- PROMPT: Copy out each line of the listing below that contains the word "white".

★ ★ ★ ★

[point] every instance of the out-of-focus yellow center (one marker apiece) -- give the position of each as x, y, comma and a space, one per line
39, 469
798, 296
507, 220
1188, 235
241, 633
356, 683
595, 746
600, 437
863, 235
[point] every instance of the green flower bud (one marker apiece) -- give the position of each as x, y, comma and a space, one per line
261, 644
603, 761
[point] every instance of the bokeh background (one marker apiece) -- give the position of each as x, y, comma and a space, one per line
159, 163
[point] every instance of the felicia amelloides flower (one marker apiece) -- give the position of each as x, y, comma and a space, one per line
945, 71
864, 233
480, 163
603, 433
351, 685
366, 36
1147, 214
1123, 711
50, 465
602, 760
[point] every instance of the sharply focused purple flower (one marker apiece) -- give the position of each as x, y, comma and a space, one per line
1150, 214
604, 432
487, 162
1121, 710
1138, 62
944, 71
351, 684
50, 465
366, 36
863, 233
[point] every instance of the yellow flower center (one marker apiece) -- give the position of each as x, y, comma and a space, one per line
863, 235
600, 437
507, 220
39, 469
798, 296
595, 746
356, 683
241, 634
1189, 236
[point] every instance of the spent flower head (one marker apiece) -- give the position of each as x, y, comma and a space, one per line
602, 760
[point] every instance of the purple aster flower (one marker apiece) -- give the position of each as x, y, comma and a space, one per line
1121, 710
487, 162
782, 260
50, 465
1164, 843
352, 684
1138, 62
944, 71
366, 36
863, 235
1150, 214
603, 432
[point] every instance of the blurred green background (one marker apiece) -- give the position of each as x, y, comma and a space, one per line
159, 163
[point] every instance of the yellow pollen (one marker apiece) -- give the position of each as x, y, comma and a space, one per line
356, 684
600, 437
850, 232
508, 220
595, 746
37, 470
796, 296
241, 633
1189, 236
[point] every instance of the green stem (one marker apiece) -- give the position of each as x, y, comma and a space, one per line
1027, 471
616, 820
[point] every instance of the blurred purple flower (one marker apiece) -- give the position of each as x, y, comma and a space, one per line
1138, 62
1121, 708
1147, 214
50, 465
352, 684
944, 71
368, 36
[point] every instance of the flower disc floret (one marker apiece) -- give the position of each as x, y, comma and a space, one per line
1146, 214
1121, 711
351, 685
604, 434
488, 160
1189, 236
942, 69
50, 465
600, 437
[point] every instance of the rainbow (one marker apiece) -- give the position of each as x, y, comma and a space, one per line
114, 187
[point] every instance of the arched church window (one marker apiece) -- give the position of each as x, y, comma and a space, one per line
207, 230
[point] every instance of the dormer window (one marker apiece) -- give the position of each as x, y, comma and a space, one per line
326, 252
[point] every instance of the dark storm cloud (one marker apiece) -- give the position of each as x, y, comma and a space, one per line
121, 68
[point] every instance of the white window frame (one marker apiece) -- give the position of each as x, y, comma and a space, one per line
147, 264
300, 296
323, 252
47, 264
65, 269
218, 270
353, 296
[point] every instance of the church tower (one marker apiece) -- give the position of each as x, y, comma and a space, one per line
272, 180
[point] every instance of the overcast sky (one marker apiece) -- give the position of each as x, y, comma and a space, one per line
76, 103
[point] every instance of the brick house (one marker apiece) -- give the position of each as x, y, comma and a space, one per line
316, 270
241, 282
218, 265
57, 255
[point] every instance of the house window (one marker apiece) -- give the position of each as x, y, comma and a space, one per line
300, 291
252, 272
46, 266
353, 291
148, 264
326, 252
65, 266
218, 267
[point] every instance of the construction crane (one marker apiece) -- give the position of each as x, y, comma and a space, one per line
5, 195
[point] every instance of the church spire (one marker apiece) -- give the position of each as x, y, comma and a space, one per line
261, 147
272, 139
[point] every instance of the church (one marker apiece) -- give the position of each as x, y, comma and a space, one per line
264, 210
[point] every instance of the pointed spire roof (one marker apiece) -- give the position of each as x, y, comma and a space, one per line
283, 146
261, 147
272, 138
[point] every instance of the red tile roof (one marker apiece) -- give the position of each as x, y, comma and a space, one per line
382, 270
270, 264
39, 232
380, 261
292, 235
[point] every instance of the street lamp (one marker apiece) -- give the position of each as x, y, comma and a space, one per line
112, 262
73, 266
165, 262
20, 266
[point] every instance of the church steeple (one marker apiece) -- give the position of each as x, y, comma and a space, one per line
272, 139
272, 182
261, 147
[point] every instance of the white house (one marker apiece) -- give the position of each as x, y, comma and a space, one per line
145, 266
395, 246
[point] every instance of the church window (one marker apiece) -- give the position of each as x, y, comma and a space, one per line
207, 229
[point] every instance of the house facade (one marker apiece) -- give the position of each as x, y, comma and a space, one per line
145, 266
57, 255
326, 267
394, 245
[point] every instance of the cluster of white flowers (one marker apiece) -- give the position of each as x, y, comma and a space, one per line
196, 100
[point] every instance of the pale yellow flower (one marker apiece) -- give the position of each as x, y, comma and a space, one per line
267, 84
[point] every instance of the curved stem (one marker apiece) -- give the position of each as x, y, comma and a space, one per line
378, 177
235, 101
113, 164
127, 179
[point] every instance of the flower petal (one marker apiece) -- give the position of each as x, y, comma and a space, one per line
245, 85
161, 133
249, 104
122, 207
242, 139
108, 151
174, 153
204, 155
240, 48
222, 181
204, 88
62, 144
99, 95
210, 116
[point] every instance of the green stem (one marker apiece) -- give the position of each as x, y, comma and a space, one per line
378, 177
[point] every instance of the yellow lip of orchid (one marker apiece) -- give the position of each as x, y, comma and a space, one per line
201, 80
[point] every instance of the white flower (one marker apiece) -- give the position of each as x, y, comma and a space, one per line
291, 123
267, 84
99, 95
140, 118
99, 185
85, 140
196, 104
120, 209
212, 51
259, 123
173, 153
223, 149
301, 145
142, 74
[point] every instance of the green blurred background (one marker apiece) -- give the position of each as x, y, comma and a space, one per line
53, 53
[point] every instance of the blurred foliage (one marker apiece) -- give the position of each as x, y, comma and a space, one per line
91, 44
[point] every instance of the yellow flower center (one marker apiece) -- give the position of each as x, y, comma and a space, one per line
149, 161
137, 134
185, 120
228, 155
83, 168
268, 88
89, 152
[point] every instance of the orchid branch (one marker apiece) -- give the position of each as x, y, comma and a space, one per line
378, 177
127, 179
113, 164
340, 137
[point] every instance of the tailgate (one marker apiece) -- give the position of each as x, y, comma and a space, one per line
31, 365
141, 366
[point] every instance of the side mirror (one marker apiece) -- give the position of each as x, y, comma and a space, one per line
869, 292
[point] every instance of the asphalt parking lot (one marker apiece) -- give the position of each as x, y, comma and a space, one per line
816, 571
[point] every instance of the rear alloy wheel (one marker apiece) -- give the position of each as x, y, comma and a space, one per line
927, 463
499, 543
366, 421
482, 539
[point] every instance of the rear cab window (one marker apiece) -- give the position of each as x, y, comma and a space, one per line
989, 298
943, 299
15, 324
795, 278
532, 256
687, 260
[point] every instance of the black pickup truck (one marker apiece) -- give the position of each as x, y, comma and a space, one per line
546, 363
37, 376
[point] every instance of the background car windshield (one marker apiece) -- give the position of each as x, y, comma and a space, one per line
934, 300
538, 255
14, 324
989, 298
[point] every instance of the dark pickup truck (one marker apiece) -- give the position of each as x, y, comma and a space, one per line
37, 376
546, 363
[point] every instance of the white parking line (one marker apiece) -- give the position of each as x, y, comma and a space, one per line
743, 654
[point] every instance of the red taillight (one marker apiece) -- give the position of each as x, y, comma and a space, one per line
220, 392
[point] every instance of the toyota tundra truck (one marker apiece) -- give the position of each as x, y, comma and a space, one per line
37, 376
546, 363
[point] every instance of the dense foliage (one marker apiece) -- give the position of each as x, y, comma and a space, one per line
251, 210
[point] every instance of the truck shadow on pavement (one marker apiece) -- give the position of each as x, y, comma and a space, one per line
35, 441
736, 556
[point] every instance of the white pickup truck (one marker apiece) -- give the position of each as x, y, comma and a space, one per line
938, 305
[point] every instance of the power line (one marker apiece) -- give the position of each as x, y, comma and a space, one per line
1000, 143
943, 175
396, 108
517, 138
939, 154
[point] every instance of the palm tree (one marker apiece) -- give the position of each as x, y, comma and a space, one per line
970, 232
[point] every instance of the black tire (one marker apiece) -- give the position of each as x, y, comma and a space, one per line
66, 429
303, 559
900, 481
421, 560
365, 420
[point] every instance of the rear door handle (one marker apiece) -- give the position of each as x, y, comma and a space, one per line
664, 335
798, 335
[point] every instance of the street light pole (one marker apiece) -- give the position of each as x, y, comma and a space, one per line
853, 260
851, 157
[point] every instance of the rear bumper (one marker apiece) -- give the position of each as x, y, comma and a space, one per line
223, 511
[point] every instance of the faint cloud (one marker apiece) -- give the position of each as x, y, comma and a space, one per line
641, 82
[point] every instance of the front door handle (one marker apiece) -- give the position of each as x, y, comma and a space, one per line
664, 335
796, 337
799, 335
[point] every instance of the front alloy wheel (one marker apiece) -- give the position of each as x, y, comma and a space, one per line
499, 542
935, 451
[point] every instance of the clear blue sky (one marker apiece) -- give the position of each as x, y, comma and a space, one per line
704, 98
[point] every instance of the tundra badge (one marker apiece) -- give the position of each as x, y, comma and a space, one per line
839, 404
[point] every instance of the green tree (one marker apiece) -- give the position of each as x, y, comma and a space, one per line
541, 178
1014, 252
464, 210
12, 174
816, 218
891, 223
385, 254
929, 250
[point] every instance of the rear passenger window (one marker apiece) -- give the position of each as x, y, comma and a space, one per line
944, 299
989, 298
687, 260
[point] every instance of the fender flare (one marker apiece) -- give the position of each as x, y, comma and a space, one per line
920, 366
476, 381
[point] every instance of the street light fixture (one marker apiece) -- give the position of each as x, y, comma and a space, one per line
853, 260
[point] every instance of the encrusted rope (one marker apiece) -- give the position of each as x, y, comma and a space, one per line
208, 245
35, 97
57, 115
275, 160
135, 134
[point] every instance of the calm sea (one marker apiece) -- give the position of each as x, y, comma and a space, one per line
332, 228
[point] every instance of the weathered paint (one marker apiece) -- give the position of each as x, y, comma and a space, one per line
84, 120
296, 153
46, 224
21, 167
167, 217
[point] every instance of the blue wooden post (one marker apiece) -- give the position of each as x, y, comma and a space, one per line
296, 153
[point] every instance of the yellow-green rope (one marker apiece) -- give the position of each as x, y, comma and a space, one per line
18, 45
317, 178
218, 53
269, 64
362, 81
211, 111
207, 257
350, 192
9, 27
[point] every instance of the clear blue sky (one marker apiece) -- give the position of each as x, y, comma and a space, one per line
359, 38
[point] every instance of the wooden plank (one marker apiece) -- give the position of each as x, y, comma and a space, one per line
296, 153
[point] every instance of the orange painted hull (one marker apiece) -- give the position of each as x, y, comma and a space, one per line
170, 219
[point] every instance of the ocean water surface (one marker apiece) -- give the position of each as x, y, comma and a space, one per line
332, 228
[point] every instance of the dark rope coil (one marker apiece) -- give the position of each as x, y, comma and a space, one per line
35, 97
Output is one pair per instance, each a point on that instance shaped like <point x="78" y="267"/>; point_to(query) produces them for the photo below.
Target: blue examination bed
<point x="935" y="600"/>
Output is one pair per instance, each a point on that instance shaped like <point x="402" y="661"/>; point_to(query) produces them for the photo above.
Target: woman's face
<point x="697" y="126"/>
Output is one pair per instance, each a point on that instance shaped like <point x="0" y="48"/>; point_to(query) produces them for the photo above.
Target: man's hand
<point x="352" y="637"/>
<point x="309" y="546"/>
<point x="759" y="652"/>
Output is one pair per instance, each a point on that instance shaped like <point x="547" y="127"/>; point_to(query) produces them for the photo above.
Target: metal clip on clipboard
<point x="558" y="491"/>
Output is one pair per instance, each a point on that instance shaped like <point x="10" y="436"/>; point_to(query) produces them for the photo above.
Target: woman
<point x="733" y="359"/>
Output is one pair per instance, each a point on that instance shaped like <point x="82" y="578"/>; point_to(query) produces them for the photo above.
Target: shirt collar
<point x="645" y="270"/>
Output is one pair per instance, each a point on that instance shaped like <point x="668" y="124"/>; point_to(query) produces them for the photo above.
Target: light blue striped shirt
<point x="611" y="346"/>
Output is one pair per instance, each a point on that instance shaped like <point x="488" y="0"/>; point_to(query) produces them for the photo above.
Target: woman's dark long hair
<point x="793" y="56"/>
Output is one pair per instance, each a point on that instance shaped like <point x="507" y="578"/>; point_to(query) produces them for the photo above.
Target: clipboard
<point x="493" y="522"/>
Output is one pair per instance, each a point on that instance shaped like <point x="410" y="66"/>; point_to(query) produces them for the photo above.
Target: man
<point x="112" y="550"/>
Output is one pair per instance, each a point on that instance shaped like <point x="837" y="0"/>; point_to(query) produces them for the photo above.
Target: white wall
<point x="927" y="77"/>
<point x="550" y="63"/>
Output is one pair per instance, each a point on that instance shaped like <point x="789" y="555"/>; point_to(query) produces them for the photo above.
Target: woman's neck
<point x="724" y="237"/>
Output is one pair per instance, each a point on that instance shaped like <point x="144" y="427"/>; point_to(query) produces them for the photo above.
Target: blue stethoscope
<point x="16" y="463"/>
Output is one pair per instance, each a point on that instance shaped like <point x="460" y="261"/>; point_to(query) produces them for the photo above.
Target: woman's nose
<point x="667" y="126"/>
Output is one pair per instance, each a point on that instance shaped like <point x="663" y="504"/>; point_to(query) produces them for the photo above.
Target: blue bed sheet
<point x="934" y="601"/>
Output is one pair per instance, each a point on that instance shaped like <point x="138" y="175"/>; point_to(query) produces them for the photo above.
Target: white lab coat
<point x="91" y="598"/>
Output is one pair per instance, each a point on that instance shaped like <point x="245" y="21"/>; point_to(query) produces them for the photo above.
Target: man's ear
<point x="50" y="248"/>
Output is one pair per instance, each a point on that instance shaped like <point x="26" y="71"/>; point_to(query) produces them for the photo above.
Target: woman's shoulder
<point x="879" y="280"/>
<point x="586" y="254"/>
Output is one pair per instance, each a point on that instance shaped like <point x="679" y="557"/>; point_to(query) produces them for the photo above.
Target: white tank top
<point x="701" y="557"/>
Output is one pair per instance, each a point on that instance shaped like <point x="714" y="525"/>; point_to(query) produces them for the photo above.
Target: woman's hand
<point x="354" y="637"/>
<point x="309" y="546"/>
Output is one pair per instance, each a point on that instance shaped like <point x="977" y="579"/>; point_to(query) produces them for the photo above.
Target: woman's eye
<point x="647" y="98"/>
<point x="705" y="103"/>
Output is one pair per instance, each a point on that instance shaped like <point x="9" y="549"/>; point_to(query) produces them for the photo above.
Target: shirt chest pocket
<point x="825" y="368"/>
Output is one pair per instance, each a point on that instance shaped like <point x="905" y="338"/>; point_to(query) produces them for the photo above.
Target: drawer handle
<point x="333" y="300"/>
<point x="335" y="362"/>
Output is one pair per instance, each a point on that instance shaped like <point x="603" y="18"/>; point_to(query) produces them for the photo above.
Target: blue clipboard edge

★ ★ ★ ★

- THE COMPLETED TASK:
[point] every instance of the white window frame (one marker apiece) -- give the position of each as x, y, comma and a space, one per line
[point] every instance of the white house (one marker apiece) -- give the position of each as x, y, comma and a space, one per line
[point] every instance of the cluster of white flowers (one marker apiece) -- give the position of each as x, y, comma and a space, one per line
[point] every instance of the white flower (one marker apiece) -- give the position of each as x, y, comma and a space, one per line
[point] every instance of the white parking line (one marker apiece) -- give the position of each as x, y, comma and a space, one per line
[point] every instance of the white pickup truck (one marker apiece) -- give the position of each as x, y, comma and a space, one per line
Target: white wall
Target: white lab coat
Target: white tank top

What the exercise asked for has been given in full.